Extracted records
────────────────────────────────────────
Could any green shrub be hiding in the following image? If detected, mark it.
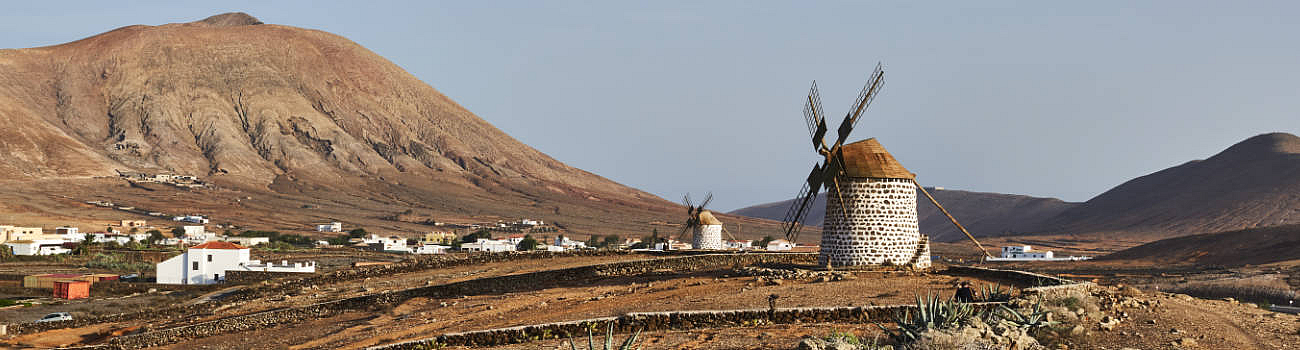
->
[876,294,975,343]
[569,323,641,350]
────────────────────────────────────────
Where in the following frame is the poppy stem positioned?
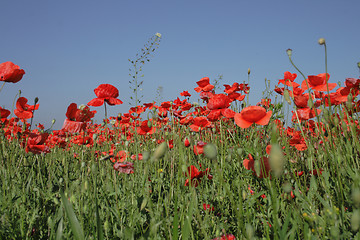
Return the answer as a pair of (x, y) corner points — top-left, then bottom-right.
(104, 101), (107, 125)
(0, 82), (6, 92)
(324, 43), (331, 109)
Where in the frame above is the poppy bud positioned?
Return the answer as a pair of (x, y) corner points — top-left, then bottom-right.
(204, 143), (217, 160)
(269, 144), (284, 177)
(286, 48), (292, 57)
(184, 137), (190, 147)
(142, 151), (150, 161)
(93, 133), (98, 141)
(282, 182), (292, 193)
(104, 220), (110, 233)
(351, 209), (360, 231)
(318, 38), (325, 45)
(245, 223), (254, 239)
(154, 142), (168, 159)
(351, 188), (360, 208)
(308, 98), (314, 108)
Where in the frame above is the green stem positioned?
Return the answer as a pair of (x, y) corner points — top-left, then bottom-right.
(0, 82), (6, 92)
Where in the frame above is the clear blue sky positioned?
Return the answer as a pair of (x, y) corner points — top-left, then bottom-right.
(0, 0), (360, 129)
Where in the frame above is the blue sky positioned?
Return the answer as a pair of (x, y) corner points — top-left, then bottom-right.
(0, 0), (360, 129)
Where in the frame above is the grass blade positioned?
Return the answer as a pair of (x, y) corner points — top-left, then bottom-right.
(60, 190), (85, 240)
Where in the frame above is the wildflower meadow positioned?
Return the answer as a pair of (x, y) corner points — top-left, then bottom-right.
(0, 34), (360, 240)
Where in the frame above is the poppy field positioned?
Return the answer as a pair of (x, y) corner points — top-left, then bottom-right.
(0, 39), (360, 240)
────────────────────────────────────────
Work to be completed
Please rewrite the lines from the line with "Where in the frame above is the grass" to the line with "(0, 39), (360, 240)", changing "wildflower meadow" to "field of wildflowers" and leaving everything else unchanged.

In response
Where in the frame above is the grass blade positioned?
Return the answer as a pair of (x, y) corner points — top-left, then bottom-right.
(60, 190), (85, 240)
Where in the frame above is the field of wildflowers positioned?
Return the answer as a pair of (x, y) corner points — top-left, then bottom-right.
(0, 34), (360, 240)
Where in the frame above is the poppy field positioned?
Return the answer as a pair of (x, y) corner points — top-left, then bottom-right.
(0, 39), (360, 240)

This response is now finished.